*Source text*
++++++

Thanksgiving menu planning and family dynamics

   Posted by: JS74nCLOr6    in Uncategorized

The past several years, my parents have gone to my sister’s for Thanksgiving. And she and her husband have made traditional Thanksgiving food (roast turkey, mashed potatoes, dressing from a package, gravy, and steamed broccoli).

This year, however, they shall be going to her in-laws because she’ll be too preggers to fly for Christmas.

So I get to make Thanksgiving for the second time ever. Really – just my second time cooking this mean, so I am not bored of the routine in the slightest.

So I called me mother to menu plan…

For the turkey… well, I was going to take a five or more year old free turkey from our deep freeze and turn it into something amazing through magic and impressiveness. My father, trusting neither my skill with freezer-burned meats nor the turkey in question, insisted on getting a fresh turkey. Apparently, it’s a very nice one, so I’ll go with a much simpler recipe than I had originally thought.

Actually, apparently, my mother isn’t waiting for me to think of a recipe at all. She bought a packet of turkey roasting herbs and the onion for it already. What herbs are these? Thyme, rosemary, and other things I still mostly have growing outside my apartment ready for final harvesting.

And for the vegetable, I am putting my foot down. All my father will eat for a green vegetable is either sugar snap peas or baby peas. Frozen. From green giant. And I declared that not enough vitamin content to count as worth my father’s time, so we’re having a green vegetable he won’t eat – namely, the last harvest of the swiss chard in my garden. So there.

++++++

*Raw records*
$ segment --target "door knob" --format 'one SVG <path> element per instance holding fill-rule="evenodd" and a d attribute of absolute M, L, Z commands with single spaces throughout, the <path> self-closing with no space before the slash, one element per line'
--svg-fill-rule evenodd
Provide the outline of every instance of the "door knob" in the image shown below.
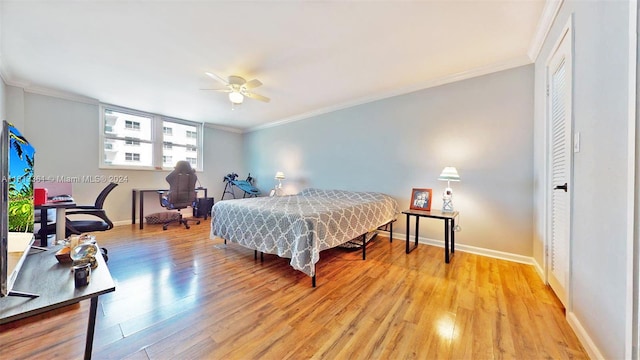
<path fill-rule="evenodd" d="M 567 192 L 568 190 L 567 183 L 564 183 L 564 185 L 557 185 L 556 187 L 553 188 L 553 190 L 564 190 L 564 192 Z"/>

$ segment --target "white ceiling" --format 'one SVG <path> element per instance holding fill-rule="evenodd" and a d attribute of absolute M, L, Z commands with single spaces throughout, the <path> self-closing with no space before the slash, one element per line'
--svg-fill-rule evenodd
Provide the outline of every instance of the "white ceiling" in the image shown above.
<path fill-rule="evenodd" d="M 251 129 L 531 62 L 544 0 L 2 1 L 9 85 Z M 231 110 L 204 73 L 264 83 Z"/>

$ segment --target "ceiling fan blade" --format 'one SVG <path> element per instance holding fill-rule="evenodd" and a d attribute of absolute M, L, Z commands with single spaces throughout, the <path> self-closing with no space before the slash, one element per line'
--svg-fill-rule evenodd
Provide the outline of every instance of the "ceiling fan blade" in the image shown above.
<path fill-rule="evenodd" d="M 244 84 L 244 86 L 246 86 L 247 89 L 249 89 L 249 90 L 257 88 L 258 86 L 261 86 L 261 85 L 262 85 L 262 83 L 258 79 L 249 80 L 249 81 L 247 81 L 246 84 Z"/>
<path fill-rule="evenodd" d="M 221 83 L 223 83 L 223 84 L 225 84 L 225 85 L 229 85 L 229 82 L 228 82 L 227 80 L 225 80 L 225 79 L 221 78 L 220 76 L 218 76 L 218 75 L 216 75 L 216 74 L 214 74 L 214 73 L 205 72 L 205 74 L 206 74 L 208 77 L 212 78 L 213 80 L 219 81 L 219 82 L 221 82 Z"/>
<path fill-rule="evenodd" d="M 250 99 L 260 100 L 260 101 L 264 101 L 264 102 L 269 102 L 269 101 L 271 101 L 271 99 L 269 99 L 268 97 L 266 97 L 266 96 L 262 96 L 262 95 L 260 95 L 260 94 L 255 94 L 255 93 L 250 93 L 250 92 L 248 92 L 248 93 L 246 93 L 245 95 L 246 95 L 248 98 L 250 98 Z"/>
<path fill-rule="evenodd" d="M 224 89 L 200 89 L 200 90 L 219 91 L 219 92 L 231 92 L 232 91 L 229 88 L 224 88 Z"/>

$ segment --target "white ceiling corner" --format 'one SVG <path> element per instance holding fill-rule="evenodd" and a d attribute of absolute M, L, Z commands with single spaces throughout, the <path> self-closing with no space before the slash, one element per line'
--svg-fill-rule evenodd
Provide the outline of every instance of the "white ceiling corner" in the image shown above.
<path fill-rule="evenodd" d="M 2 1 L 0 75 L 250 131 L 530 63 L 557 3 Z M 205 71 L 257 78 L 272 100 L 232 111 L 226 94 L 200 90 L 220 85 Z"/>

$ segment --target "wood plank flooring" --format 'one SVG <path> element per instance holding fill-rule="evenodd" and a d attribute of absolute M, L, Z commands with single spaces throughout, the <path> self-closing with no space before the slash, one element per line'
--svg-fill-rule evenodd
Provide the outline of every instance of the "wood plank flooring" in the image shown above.
<path fill-rule="evenodd" d="M 533 267 L 378 236 L 321 253 L 318 286 L 287 259 L 186 230 L 97 234 L 116 291 L 94 359 L 586 359 Z M 89 302 L 0 327 L 2 359 L 82 358 Z"/>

++++++

*Objective 1*
Answer these from the Thanksgiving post:
(a) What vegetable did the sister and her husband steam?
(b) What has the mother already bought for the turkey?
(c) What green vegetable will be served this year?
*Objective 2*
In the Thanksgiving post, take the part that opens with the words "Actually, apparently, my" and closes with "for final harvesting.", and write it out with "onion" changed to "shallot".

*Correct answer 1*
(a) Broccoli.
(b) A packet of turkey roasting herbs and the onion.
(c) The last harvest of the swiss chard from the garden.

*Correct answer 2*
Actually, apparently, my mother isn’t waiting for me to think of a recipe at all. She bought a packet of turkey roasting herbs and the shallot for it already. What herbs are these? Thyme, rosemary, and other things I still mostly have growing outside my apartment ready for final harvesting.